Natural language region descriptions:
----------

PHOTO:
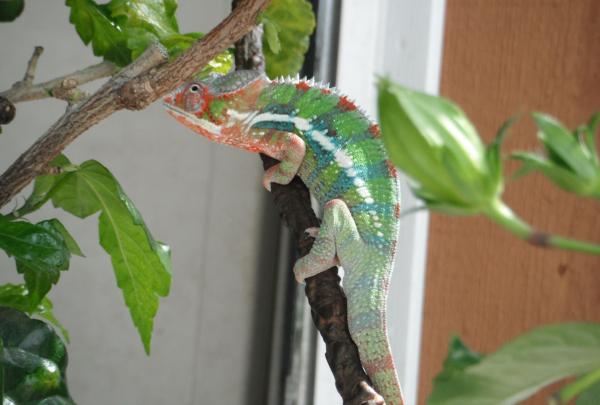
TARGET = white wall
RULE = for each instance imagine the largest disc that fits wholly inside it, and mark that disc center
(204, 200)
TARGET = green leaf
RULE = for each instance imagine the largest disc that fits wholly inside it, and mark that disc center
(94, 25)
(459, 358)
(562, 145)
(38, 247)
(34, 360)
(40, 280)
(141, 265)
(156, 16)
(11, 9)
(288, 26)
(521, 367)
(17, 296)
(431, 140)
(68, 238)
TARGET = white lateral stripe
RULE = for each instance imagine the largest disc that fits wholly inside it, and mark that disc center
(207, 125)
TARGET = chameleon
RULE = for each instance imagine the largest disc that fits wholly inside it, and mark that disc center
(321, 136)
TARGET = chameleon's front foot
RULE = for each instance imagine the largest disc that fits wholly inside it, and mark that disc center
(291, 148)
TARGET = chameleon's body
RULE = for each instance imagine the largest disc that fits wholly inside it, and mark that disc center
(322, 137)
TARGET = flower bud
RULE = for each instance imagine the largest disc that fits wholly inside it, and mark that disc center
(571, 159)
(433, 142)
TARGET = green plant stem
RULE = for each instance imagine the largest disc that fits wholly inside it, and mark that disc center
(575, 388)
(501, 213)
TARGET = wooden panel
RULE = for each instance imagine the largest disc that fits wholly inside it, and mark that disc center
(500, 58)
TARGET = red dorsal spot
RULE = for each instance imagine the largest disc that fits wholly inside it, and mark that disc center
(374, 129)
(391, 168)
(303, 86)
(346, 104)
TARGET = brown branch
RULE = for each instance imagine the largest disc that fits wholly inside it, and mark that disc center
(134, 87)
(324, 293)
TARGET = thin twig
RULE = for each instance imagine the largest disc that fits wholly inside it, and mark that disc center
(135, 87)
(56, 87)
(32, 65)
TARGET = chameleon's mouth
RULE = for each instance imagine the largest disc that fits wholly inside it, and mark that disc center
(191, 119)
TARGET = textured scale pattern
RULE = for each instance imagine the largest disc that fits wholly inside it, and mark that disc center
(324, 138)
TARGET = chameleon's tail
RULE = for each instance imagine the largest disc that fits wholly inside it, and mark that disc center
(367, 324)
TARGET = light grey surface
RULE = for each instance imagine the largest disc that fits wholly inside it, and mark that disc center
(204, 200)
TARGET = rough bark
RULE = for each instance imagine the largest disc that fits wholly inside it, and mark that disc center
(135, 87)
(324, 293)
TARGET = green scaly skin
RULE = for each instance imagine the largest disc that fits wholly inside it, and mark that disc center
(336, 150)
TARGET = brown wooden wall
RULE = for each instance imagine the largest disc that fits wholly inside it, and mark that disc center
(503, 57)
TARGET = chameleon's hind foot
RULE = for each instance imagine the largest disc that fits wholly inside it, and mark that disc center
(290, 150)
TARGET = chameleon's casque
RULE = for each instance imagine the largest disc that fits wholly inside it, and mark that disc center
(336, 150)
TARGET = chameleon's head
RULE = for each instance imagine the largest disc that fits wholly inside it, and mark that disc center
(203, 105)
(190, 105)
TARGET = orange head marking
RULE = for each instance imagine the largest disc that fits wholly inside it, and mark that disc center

----------

Instructions to follow:
Write only the number of lines in the data above that include "green".

Your response:
3